'''

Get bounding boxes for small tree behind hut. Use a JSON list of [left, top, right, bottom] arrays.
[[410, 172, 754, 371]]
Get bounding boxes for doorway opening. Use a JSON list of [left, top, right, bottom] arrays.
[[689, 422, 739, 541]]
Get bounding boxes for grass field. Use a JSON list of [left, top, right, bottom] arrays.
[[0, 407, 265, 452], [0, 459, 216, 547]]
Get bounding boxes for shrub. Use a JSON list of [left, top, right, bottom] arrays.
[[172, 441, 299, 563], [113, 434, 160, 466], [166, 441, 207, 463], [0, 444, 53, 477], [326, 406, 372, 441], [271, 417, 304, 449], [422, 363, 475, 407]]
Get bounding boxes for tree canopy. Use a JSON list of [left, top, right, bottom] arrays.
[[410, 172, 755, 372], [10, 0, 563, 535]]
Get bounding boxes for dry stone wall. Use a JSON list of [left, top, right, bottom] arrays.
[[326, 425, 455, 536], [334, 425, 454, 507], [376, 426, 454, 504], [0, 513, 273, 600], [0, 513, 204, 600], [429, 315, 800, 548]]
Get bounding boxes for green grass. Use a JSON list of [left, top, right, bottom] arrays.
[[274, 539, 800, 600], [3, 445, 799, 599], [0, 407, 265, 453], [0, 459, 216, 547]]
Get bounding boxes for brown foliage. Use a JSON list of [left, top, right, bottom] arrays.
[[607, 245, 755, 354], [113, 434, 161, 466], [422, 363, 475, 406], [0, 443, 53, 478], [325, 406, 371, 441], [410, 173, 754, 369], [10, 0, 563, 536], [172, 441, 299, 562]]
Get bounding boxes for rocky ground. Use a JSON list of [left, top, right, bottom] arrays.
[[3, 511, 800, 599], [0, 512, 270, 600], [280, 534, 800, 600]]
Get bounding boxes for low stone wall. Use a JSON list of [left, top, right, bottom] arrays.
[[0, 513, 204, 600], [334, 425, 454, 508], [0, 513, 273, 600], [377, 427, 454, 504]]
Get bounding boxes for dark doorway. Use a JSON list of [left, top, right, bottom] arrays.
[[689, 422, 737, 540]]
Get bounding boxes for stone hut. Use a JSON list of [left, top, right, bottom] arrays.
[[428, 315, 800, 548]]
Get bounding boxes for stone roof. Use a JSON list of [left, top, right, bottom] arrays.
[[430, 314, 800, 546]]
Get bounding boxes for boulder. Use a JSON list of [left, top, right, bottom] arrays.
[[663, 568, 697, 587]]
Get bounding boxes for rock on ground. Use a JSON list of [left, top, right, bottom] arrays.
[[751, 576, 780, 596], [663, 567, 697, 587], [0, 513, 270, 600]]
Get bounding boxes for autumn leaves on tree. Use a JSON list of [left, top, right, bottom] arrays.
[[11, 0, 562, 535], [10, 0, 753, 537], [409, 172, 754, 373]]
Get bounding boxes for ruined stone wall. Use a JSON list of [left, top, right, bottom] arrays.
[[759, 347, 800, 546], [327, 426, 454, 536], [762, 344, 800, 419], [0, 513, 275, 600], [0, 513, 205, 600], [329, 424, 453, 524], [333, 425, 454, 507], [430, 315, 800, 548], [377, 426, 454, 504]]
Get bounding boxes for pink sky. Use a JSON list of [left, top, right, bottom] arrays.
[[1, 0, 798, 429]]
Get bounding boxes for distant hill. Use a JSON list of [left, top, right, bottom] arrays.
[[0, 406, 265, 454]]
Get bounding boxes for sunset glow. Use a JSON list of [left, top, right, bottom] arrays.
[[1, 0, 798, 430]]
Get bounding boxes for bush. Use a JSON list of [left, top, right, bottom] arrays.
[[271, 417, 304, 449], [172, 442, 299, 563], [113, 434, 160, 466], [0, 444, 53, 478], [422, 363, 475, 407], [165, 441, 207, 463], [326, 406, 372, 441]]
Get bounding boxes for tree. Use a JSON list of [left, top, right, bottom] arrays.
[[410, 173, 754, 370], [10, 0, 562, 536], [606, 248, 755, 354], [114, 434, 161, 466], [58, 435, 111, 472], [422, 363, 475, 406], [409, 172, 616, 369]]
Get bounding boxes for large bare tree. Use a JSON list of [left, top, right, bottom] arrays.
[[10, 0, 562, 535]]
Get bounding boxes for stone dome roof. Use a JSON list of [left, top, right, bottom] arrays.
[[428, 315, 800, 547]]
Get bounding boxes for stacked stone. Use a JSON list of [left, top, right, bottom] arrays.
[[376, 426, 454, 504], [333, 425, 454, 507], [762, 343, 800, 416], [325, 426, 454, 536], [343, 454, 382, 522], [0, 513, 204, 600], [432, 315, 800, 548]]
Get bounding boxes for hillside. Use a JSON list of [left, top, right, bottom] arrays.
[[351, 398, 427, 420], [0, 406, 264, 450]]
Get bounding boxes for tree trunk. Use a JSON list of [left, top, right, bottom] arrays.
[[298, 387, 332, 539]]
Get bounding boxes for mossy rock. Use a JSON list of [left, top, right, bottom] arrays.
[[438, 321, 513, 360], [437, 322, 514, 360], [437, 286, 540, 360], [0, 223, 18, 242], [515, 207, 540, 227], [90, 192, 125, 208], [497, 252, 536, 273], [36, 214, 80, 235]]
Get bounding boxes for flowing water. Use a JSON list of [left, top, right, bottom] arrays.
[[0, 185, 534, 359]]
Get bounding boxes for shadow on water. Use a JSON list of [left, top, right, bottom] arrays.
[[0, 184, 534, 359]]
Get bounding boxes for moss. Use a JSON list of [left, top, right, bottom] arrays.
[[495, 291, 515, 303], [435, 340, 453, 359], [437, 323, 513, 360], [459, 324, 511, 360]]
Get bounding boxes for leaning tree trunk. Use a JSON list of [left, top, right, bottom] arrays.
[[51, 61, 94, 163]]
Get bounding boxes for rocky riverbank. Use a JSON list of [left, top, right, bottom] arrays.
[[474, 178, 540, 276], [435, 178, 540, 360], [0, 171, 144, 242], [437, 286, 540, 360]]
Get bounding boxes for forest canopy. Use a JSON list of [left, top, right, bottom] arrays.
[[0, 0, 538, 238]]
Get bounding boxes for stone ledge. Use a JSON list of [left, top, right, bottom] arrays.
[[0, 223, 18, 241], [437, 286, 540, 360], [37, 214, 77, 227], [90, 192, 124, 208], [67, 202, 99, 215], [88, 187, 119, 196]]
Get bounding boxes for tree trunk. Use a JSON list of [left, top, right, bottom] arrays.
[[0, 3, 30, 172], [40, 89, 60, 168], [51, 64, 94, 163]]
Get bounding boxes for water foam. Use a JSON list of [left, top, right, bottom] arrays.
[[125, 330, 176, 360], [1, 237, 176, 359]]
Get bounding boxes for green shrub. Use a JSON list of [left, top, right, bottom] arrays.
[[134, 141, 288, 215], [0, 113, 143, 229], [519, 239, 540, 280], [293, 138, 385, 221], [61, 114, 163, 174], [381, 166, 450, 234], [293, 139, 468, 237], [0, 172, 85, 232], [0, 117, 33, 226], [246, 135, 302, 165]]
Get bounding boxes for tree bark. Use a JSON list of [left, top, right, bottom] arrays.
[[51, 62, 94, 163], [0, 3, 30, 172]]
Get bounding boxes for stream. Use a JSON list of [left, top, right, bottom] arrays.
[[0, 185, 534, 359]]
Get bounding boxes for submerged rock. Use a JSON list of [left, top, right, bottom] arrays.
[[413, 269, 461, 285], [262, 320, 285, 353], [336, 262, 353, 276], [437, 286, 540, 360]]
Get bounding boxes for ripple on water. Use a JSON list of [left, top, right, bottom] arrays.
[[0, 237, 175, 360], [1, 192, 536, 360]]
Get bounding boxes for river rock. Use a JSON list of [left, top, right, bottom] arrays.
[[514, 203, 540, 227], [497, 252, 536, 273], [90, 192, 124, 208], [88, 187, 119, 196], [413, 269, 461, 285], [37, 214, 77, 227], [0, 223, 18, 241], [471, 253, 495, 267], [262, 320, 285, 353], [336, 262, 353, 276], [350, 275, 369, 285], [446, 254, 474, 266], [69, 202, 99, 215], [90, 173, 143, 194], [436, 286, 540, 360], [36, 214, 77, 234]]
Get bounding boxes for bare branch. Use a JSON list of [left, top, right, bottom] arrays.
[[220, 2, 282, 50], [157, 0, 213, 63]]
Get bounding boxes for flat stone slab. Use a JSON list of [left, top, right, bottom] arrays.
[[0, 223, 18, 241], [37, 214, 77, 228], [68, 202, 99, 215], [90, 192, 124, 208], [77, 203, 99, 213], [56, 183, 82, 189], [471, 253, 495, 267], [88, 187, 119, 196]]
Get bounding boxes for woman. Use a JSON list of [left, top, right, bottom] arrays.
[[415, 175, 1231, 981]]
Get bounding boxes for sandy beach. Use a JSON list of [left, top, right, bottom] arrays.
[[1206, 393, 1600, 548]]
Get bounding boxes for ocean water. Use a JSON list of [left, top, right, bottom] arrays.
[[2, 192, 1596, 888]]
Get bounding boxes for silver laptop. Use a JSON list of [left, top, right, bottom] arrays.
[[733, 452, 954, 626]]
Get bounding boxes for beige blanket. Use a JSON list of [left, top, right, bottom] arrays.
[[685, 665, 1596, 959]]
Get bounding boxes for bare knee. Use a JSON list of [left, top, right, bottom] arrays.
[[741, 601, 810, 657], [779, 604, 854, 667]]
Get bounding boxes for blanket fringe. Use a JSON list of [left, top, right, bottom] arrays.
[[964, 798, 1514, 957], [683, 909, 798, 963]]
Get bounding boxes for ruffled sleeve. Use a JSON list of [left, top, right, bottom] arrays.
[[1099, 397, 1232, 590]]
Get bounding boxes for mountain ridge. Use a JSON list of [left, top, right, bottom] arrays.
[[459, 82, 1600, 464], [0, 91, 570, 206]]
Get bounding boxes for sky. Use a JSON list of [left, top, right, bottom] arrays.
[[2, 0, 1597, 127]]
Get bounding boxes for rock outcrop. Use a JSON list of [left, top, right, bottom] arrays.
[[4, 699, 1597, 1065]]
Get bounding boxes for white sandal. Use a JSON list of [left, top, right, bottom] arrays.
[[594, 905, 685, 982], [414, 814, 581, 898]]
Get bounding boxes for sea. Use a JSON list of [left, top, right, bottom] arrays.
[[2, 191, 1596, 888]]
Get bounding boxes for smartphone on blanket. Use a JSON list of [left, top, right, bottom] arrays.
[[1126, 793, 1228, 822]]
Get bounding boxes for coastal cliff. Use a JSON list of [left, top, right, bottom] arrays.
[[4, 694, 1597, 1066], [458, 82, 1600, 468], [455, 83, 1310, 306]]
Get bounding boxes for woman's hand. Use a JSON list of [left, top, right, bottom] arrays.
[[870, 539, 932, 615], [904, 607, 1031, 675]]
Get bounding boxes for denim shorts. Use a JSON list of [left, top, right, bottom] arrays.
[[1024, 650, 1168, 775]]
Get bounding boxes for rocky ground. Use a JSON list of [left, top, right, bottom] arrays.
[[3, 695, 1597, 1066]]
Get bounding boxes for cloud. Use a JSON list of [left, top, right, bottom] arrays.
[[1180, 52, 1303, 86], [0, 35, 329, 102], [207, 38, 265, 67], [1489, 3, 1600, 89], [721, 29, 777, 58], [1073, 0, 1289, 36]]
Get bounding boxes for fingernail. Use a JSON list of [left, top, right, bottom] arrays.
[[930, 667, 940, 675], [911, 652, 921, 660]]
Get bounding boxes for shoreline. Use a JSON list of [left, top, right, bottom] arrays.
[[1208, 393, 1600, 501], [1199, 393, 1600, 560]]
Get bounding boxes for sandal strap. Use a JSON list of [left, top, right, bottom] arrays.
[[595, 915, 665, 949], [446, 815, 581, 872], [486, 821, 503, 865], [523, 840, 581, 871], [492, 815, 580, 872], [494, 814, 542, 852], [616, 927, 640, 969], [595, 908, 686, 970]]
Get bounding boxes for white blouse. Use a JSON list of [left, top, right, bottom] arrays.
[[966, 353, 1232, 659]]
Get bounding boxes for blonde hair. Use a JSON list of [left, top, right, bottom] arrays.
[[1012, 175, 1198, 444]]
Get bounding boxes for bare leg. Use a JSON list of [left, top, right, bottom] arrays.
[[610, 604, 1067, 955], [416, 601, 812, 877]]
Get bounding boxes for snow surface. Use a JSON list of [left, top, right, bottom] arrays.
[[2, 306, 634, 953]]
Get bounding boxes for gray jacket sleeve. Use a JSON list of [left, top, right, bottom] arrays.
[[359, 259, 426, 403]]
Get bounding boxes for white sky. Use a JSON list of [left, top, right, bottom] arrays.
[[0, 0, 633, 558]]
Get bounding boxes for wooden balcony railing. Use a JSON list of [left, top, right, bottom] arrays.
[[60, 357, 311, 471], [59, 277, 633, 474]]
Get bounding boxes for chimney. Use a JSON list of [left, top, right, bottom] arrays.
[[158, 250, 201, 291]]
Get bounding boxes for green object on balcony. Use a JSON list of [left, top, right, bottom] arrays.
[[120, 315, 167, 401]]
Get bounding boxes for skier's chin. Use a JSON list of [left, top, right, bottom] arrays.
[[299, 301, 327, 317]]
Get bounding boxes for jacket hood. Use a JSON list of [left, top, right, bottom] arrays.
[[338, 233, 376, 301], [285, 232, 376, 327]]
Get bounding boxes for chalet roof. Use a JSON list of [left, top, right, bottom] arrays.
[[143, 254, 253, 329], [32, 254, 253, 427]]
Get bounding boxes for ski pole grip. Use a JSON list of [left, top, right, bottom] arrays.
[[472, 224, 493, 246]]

'''

> [TASK ITEM] The last part of the records is the answer, beginning at the line that holds "Get bounding boxes for bare leg." and including the final line, repeated exactly.

> [RESULT FOR THIS TASK]
Get bounding boxes for bare leg. Use a JSON list of [left, top, right, bottom] arrays.
[[610, 604, 1067, 955], [416, 601, 812, 877]]
Get bounding boxes for snow surface. Use a JSON list of [left, top, right, bottom] arrays.
[[2, 306, 634, 953]]
Get bounding boxes for gray jacket sleeve. Use a JSON list of [left, top, right, bottom] arrays.
[[359, 259, 426, 403]]
Get bounding boxes for white sky. Use a JSON list of [left, top, right, bottom] arrays.
[[0, 0, 633, 558]]
Get bounding boxes for wooden balcony railing. Use a JSON list of [left, top, right, bottom] arrays.
[[60, 357, 311, 471], [59, 277, 633, 474]]
Get bounding boxes for chimney. Use a JSON list of [left, top, right, bottom] arrays.
[[158, 250, 201, 291]]
Get bounding boxes for green object on balcony. Use a JSON list of [left, top, right, bottom] arrays.
[[120, 315, 167, 401]]
Get bounding boxes for skier's chin. Use a JSON list of [left, top, right, bottom] arrays.
[[299, 301, 327, 317]]
Get bounding boxes for jacket hood. Use a JSON list of [left, top, right, bottom] arrays.
[[338, 233, 376, 301], [285, 232, 376, 327]]
Get bounding boxes for chalet roof. Use a JSON list of [left, top, right, bottom] arrays.
[[143, 254, 253, 329], [32, 254, 253, 427]]
Get bounding boxes for ski pole grip. Use a JSON list of [left, top, right, bottom] arrays.
[[472, 224, 493, 246]]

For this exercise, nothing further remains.